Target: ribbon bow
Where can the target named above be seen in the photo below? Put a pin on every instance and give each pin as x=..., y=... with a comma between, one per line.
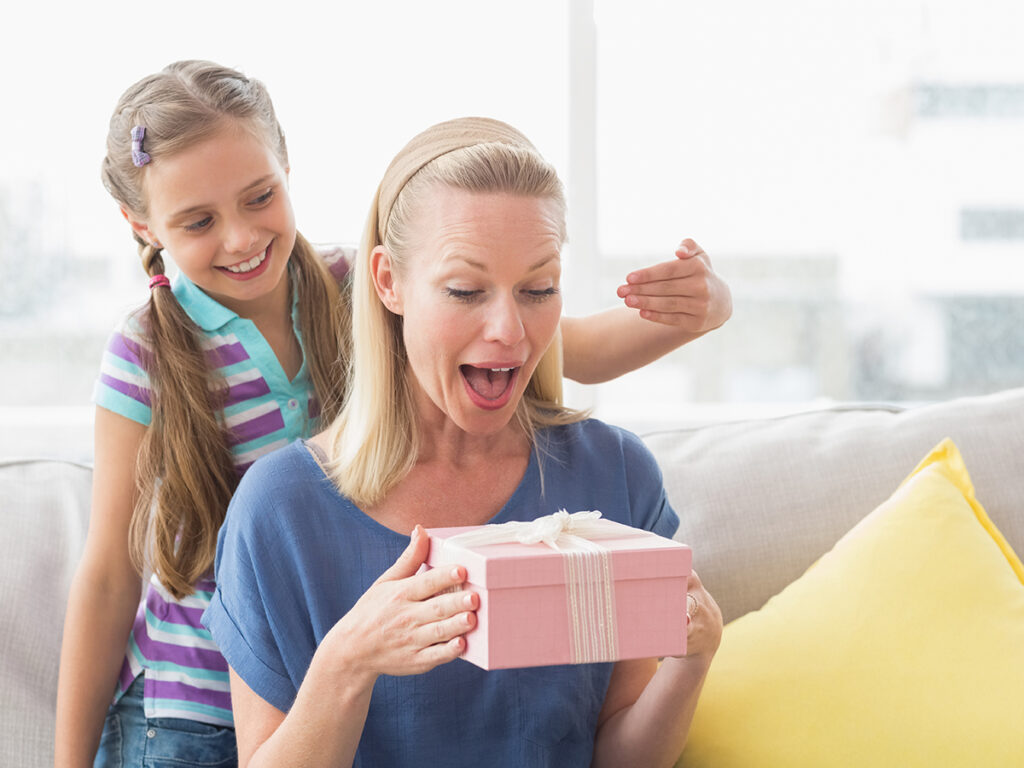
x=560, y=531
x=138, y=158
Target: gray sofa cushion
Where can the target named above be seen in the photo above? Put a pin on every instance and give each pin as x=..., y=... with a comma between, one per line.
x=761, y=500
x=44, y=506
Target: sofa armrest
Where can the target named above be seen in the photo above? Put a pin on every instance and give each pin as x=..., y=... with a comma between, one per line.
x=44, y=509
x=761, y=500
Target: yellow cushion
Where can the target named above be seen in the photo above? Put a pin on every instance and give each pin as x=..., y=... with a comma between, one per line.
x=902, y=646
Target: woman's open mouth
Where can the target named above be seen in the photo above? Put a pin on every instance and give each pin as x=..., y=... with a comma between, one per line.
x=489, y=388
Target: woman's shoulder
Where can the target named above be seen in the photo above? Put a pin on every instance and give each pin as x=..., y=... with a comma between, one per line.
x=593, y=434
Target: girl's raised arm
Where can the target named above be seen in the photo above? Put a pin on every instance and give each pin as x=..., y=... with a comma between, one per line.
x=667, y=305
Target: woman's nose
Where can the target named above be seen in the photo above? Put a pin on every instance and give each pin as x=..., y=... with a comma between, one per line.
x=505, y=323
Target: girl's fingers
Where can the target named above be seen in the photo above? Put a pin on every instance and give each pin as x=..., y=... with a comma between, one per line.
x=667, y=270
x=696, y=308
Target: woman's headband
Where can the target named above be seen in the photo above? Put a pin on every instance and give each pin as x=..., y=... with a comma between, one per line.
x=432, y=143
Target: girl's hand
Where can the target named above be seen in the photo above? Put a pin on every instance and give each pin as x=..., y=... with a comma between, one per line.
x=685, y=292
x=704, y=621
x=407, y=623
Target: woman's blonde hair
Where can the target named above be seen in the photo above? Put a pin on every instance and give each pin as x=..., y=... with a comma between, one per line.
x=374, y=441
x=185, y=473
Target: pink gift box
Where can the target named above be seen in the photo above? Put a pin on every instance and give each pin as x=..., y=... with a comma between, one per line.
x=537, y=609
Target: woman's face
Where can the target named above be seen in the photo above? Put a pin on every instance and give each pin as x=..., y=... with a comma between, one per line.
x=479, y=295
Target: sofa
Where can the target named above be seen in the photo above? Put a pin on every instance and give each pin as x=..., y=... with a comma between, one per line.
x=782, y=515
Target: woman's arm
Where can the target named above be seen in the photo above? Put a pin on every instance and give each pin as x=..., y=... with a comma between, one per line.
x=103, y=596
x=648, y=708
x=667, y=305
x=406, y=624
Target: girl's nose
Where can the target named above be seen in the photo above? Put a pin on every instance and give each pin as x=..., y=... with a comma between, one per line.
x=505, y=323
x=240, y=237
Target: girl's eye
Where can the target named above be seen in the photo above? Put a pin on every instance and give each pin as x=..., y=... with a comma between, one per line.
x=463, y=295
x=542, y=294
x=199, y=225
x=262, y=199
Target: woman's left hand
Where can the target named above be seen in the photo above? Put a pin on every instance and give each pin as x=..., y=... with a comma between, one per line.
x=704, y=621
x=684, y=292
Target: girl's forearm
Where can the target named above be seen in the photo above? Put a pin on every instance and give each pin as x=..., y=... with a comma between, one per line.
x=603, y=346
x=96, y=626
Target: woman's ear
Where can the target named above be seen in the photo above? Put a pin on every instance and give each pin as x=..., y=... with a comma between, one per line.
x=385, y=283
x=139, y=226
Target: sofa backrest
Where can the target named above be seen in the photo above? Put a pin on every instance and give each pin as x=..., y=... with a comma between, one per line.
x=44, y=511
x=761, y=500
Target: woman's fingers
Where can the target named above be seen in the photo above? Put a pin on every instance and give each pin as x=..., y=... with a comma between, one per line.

-=-=-

OBJECTIVE: Repeat the lines above exactly, and keep every picture out.

ANSWER TO THIS EXERCISE:
Target: ribbon bow
Where can the target named above be seen in the photo below? Put a pin on every instance and give each pin as x=..., y=... with a comma between, one per line.
x=560, y=531
x=138, y=158
Target: gray sofa cushion
Where can the target named above be seen in the photo above? Put a pin on every instance and give each pin as x=..., y=... with a comma between, one per line.
x=761, y=500
x=44, y=506
Target: sofa armrest
Where can the target named above be seen in the photo above? Put a pin on every instance and give each pin as x=..., y=... with a comma between, one per line.
x=44, y=509
x=761, y=500
Target: yellow cushion
Where can the target named above be seen in the photo above? Put a pin on every instance and give each pin as x=..., y=... with a comma between, one per line.
x=902, y=646
Target: woman's open mouth
Where can the target named above be seen in the photo above? Put a pin on every instance and give each pin as x=..., y=... with a comma between, one per line.
x=489, y=388
Target: woman's shoulder
Where can the target named above be seen in the photo above? Put a pin on every instance and give each pin as x=..., y=... with a comma between, one per line.
x=593, y=434
Target: girl's raised arm
Where can the target named above be seen in the photo above? Put a pin on every instance and give each pin as x=..., y=... with a comma between, one per line.
x=667, y=305
Target: woman's nose
Where can the target named above be seen in the photo above? Put a pin on every instance and give each pin as x=..., y=... with a comma between, one per line.
x=505, y=323
Target: girl's fingers
Where can the target named above be seen in the photo above? Put a pin on every instance and give each pin as x=..., y=... with a comma between, one per line.
x=667, y=270
x=696, y=308
Target: woman's headband
Where can the target named above be seen in the photo above? Put a pin on every instance and give each pin as x=..., y=... with a comma between, one per line.
x=432, y=143
Target: girl's hand
Where can the target named above be seen in the photo above? Put a pin on every instance and give each pin as x=..., y=... with a comma between, one per line.
x=685, y=292
x=704, y=621
x=407, y=623
Target: woman's blonde hair
Where can the target named above be seen in the photo above? Put a pin on every instance and give each pin as x=..., y=... with a comma between, one per line.
x=374, y=441
x=185, y=473
Target: pink gift box
Where can the target named above be seen in the photo above? Put a pin on every instance and give each pin as x=..., y=... with a comma between, one per line.
x=537, y=609
Target: woman's face
Where can the target named above be seen in the photo above? Put a pin on every instance and give each pin as x=..., y=... with a comma between, one per line.
x=479, y=295
Target: sofa
Where can the target named above be seen in the photo above? Put a pin on every instance and give each pin as x=..., y=... with a comma between, one per line.
x=782, y=515
Target: woman's arm
Where can the target named above be seen in the photo above? Put a pin on every instance and give each pin as x=..., y=... with a comma between, one per line.
x=103, y=596
x=648, y=708
x=667, y=305
x=406, y=624
Target: girl's nose
Where can the target named above be seen in the photo above? Put a pin on every instance and give each pin as x=..., y=... with a comma between, one per line.
x=505, y=323
x=240, y=237
Target: girl's eye
Where can the target named above be seen in the photo above? Put a pin on every instance and give each pin as x=..., y=... with a comma between, one per line.
x=463, y=295
x=542, y=294
x=199, y=225
x=262, y=199
Target: woman's left hand
Where can the target named above be seen in the photo above? Put a pin on every instance and give each pin as x=..., y=... with a comma between, one per line.
x=704, y=621
x=684, y=292
Target: girl's forearm
Where can the target named above be seen in the photo above? Put a pin on every instance and give each pin as x=..., y=... with a comma between, one per line.
x=603, y=346
x=96, y=626
Target: woman's ear
Where can the target named above be seen in the photo above? Put a pin on every instance and give each pin as x=..., y=... with a comma between, one per line.
x=385, y=283
x=139, y=226
Target: sofa backrest
Where can the target named above be seen in the photo above? Put a pin on every instance and give each pin as x=..., y=... with a comma between, one per line.
x=44, y=511
x=761, y=500
Target: woman's fingers
Where can the target named above be seen in the photo above? Put a pin on every instance and give each pin as x=..., y=... with a comma between, one per line.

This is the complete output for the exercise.